# Texto de la página

El Tribunal Penal Internacional, cuyos partidarios predicen que empezará a
actuar dentro de dos años, fue creado para que se ocupara de los más
atroces crímenes mundiales: genocidio, crímenes de guerra y crímenes contra
la humanidad. Actuaría solamente cuando los países no quieren o son
incapaces de administrar justicia por sí mismos. Pero, desde que el tratado
estableciendo el tribunal fue firmado en Roma, en julio de 1998, los
Estados Unidos han estado haciendo campaña para exonerar a los soldados de
Estados Unidos y a los funcionarios gubernamentales de procesamientos,
hasta ahora sin éxito.
Estados Unidos se opone a la idea de que ciudadanos norteamericanos
pudieran ser sujetos de la jurisdicción del tribunal si se comete un crimen
en un país que ha ratificado el tratado, incluso si Estados Unidos no ha
sido cómplice. Washington afirma que ésto haría a las tropas y a los
ciudadanos estadounidenses vulnerables a procesamientos por motivos políticos.

# Objetivo del ejercicio
Según el texto de la página, ¿dónde y cuándo se firmó el tratado que estableció el Tribunal Penal Internacional? No es necesario consultar los registros.

# Información proporcionada
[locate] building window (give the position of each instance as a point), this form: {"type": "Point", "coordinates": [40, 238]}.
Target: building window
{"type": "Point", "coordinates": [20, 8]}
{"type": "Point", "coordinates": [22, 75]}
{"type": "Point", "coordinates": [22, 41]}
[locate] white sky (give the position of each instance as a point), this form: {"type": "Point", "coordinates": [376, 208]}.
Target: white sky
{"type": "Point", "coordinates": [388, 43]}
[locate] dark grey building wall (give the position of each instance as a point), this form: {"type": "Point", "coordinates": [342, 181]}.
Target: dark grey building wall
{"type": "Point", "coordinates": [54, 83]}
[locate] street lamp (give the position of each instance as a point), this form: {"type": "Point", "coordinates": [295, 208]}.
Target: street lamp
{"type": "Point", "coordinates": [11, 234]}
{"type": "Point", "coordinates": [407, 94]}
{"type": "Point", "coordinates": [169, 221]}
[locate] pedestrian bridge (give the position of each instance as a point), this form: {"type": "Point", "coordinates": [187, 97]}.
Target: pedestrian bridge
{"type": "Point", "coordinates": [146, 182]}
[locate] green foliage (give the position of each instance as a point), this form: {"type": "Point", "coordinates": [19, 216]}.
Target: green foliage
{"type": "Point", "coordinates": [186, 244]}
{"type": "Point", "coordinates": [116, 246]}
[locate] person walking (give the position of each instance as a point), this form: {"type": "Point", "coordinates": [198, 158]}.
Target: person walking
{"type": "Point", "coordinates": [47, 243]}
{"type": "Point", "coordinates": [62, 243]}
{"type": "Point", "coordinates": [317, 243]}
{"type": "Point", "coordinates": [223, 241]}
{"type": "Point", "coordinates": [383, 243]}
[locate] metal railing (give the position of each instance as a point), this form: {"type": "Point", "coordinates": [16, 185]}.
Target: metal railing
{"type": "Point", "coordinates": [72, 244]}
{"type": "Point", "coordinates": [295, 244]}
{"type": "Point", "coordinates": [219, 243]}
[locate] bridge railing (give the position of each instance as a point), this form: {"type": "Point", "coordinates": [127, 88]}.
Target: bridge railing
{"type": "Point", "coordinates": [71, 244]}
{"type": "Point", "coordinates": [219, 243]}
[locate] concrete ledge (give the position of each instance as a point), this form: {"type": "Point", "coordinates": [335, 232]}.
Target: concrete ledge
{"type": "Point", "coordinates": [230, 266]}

# Respuesta
Se firmó en Roma, en julio de 1998.